++++ Records for this exercise
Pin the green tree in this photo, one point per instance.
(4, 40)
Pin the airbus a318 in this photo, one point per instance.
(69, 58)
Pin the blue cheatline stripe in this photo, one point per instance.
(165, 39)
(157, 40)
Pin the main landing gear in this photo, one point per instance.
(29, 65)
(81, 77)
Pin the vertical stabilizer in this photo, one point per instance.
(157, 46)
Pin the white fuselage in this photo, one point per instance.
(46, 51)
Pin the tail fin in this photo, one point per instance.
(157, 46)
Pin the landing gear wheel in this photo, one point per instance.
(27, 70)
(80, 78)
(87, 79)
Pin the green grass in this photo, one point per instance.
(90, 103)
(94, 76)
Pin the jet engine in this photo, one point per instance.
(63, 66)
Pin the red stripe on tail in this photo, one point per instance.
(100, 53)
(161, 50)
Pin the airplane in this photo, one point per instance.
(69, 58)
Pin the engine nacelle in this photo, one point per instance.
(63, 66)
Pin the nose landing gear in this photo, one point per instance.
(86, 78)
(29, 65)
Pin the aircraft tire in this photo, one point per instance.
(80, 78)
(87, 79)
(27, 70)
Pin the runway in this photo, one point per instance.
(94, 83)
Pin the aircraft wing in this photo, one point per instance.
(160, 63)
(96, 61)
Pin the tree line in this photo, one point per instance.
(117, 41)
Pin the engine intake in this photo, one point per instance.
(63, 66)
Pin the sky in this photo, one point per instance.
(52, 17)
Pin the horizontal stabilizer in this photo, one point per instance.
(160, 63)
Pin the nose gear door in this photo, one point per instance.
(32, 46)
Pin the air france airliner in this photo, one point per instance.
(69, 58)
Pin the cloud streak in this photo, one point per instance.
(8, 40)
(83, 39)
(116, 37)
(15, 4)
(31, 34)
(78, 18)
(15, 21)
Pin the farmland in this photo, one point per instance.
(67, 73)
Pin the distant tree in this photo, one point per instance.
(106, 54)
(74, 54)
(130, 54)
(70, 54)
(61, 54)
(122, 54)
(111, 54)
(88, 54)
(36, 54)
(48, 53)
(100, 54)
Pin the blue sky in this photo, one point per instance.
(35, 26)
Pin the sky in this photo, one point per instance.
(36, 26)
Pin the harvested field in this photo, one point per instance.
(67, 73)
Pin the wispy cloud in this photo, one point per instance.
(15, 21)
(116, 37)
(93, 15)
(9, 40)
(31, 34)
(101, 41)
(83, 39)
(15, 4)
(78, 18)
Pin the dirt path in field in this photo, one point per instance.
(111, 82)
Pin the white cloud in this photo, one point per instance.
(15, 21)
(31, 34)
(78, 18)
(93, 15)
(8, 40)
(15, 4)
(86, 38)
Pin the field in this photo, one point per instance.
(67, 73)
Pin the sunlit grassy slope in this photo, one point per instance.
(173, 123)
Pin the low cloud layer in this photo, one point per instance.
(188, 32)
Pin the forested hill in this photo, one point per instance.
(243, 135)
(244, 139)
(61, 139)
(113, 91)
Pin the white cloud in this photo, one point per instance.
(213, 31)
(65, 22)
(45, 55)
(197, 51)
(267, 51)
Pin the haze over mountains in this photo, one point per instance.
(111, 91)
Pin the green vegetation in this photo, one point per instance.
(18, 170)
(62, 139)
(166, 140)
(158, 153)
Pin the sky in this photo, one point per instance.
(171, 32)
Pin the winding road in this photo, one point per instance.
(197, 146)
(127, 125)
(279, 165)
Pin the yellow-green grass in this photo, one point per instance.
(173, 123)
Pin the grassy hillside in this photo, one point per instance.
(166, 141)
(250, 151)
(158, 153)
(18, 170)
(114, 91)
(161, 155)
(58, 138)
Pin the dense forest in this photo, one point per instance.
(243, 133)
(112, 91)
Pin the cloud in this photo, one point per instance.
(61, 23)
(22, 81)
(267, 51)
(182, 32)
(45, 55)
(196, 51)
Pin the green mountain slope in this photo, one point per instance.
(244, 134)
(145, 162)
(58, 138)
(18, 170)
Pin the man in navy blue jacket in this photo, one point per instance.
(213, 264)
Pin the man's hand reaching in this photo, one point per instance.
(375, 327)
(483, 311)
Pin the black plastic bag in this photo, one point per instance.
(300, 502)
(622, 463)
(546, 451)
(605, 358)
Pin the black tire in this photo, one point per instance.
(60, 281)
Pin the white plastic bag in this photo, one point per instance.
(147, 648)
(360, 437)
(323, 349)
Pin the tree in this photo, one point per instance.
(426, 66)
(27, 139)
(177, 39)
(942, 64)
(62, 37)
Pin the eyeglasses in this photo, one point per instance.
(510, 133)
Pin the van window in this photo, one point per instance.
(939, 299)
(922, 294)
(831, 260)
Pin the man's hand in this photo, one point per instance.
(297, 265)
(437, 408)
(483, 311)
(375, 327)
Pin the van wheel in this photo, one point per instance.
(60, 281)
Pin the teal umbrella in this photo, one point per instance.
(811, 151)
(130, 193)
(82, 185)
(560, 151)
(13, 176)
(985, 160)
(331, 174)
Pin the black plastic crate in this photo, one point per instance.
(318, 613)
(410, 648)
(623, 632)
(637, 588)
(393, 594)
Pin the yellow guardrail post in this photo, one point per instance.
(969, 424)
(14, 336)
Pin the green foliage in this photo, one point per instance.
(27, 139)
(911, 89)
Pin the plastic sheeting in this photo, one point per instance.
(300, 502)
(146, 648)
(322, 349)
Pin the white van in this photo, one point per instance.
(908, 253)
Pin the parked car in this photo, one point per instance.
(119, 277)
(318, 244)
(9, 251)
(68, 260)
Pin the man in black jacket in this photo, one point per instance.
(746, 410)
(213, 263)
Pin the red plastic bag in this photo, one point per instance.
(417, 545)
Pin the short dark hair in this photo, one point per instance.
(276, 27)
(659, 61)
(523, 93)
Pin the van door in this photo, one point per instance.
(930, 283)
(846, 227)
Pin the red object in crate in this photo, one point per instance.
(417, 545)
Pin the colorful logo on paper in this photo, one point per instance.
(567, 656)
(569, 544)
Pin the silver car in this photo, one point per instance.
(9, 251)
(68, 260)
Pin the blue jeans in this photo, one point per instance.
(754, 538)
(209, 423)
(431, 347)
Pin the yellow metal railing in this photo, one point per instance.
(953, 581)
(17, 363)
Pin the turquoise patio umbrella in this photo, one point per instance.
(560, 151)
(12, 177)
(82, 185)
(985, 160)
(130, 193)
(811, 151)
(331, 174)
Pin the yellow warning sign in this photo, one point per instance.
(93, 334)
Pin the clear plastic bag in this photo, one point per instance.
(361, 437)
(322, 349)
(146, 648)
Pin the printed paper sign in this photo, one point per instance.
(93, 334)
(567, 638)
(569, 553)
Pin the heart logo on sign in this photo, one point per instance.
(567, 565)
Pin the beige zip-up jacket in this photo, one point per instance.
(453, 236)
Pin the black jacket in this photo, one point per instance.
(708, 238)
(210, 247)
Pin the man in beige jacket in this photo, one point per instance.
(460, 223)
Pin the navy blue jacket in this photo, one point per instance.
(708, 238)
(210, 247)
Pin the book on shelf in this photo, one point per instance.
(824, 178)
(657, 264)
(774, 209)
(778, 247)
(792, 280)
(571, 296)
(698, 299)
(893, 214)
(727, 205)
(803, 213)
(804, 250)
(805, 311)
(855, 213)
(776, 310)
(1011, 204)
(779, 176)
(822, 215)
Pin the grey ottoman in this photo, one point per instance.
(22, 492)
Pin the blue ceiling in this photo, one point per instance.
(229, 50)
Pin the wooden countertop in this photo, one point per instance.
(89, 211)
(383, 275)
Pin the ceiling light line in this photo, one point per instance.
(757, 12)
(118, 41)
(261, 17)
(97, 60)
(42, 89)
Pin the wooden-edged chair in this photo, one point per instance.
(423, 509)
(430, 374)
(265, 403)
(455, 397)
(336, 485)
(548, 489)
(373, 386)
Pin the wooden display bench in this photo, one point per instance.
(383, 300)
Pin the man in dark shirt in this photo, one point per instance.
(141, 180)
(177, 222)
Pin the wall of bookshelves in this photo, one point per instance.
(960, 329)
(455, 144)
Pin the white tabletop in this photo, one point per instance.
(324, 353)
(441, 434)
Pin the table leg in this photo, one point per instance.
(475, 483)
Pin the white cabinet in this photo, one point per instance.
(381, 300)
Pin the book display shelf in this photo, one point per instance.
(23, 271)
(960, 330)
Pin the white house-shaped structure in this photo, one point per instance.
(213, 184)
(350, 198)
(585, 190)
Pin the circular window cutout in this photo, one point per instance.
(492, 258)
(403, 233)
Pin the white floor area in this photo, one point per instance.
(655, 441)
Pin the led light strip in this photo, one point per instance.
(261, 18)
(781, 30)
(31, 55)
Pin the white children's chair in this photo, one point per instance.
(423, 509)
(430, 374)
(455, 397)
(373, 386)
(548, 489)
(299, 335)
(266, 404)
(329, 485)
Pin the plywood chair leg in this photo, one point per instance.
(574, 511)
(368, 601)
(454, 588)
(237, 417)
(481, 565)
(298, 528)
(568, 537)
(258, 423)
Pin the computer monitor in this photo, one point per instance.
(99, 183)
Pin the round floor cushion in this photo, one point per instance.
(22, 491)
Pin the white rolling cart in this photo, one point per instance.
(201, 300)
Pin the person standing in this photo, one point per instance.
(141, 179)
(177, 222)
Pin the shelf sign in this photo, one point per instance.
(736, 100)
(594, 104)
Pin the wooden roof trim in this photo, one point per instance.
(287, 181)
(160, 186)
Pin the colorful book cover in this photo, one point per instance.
++++++++
# Your objective
Write out exactly the lines starting with the one that holds "Pin the plywood" and running through the last line above.

# The response
Pin the plywood chair leg in this photo, one point per instance.
(574, 511)
(368, 601)
(454, 588)
(237, 417)
(481, 565)
(298, 528)
(568, 537)
(258, 423)
Pin the computer monitor in this photo, one point per instance.
(99, 183)
Pin the round floor cushion in this photo, one point per instance.
(22, 491)
Pin the white rolling cart in this photo, one point per instance.
(201, 300)
Pin the person standing in this photo, one point per instance.
(141, 179)
(177, 222)
Pin the shelf sign in this photo, one point per instance.
(736, 100)
(594, 104)
Pin the wooden roof trim in this photo, one point per instance.
(287, 181)
(160, 186)
Pin the colorful book cover in this photo, one point per instance.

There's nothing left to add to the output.